(TEKST ŹRÓDŁOWY)
::::

Do tego trzeba doliczyć koszt ubezpieczenia. Dopiero te wszystkie opłaty stanowią rzeczywiste oprocentowanie kredytu (tzw. RRSO), które okazuje się znacznie wyższe od reklamowanego (wynosi co najmniej kilkanaście procent). Co za tym idzie, kredyt wcale nie jest taki tani, jak wydawało się na początku. Dlatego przed ostateczną decyzją poproś bank o konkretne wyliczenie, ile ta pożyczka będzie cię kosztowała. Informacja o wysokości rzeczywistego oprocentowania musi się znaleźć w umowie kredytowej. Zanim złożysz wniosek o pożyczkę, przejrzyj oferty kilku banków i porównaj warunki, jakie ci proponują. Zwykle najkorzystniej jest wziąć kredyt w banku, w którym masz konto, bo ten cię zna (tzn. zna twoją zdolność kredytową) i może ci pójść na rękę.Uwaga! Pamiętaj, że zgodnie z prawem możesz wypowiedzieć umowę w ciągu 10 dni (bank dołącza do umowy specjalny formularz, który musisz wypełnić). Jeżeli to zrobisz, bank zwróci ci wyłożone pieniądze z wyjątkiem kosztów ubezpieczenia kredytu.

::::

Rekordy identyfikacji położenia:
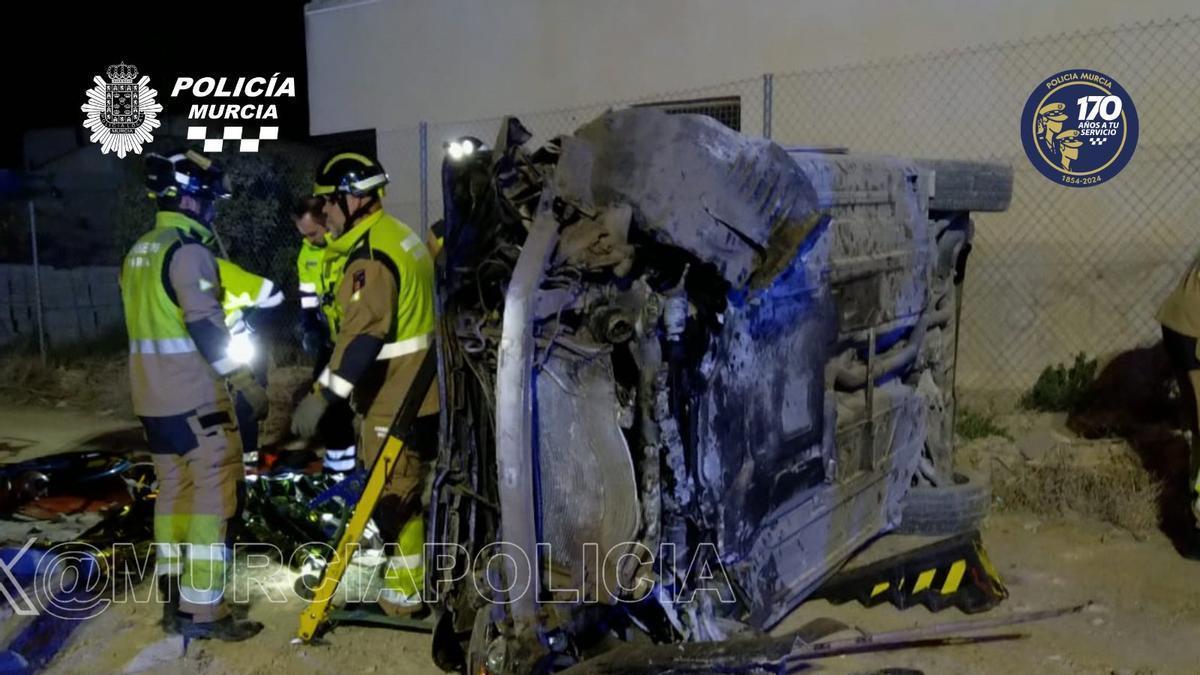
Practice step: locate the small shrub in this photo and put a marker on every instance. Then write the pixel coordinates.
(1060, 388)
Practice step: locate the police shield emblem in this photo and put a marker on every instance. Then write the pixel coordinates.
(121, 112)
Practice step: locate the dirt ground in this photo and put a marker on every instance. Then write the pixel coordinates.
(1144, 617)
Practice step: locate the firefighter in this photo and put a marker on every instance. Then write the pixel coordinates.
(181, 381)
(317, 270)
(1180, 316)
(246, 294)
(385, 297)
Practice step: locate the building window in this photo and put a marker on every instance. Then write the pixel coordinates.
(725, 109)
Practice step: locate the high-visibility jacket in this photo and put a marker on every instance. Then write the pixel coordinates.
(169, 288)
(385, 293)
(318, 269)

::::

(DO WYKONANIA)
• 1. Wypisz dosłownie wiersze rekordów od ich początku do wiersza zawierającego "(1060, 388)", z obydwoma końcami włącznie. Obrazy pomiń w odpowiedzi.
• 2. Jak mógłby brzmieć dalszy ciąg tekstu o kosztach kredytu? Kontynuuj go od miejsca, w którym się kończy.
Rekordy nie mają żadnego związku z tekstem o kredycie.

(ODPOWIEDZI PISEMNE)
• 1.
Practice step: locate the small shrub in this photo and put a marker on every instance. Then write the pixel coordinates.
(1060, 388)

• 2.
Zamiast kredytu, wykorzystaj konto

Nie zawsze, kiedy brakuje ci gotówki, musisz brać kredyt. To obciążenie na wiele miesięcy, a nie wiadomo, co przyniesie przyszłość. Jeżeli w portfelu brakuje ci niewiele, lepiej poszukaj innych rozwiązań. Możliwości uzyskania pieniędzy znajdziesz we własnym koncie.
* Możesz zrobić debet. Wcześniej jednak musisz poprosić bank o przyznanie ci salda debetowego. Zwykle dostajesz zgodę na dług w wysokości jednomiesięcznych zarobków, ale bank może ustanowić wyższy limit. Na spłatę debetu masz miesiąc. Oczywiście bank potrąci za tę pożyczkę odsetki, ale będą one niższe niż przy szybkim kredycie. Pamiętaj! Pilnuj terminu spłaty długu – jeśli to zaniedbasz, zostaniesz obciążona karnymi odsetkami, a możesz nawet w ogóle stracić możliwość robienia debetu.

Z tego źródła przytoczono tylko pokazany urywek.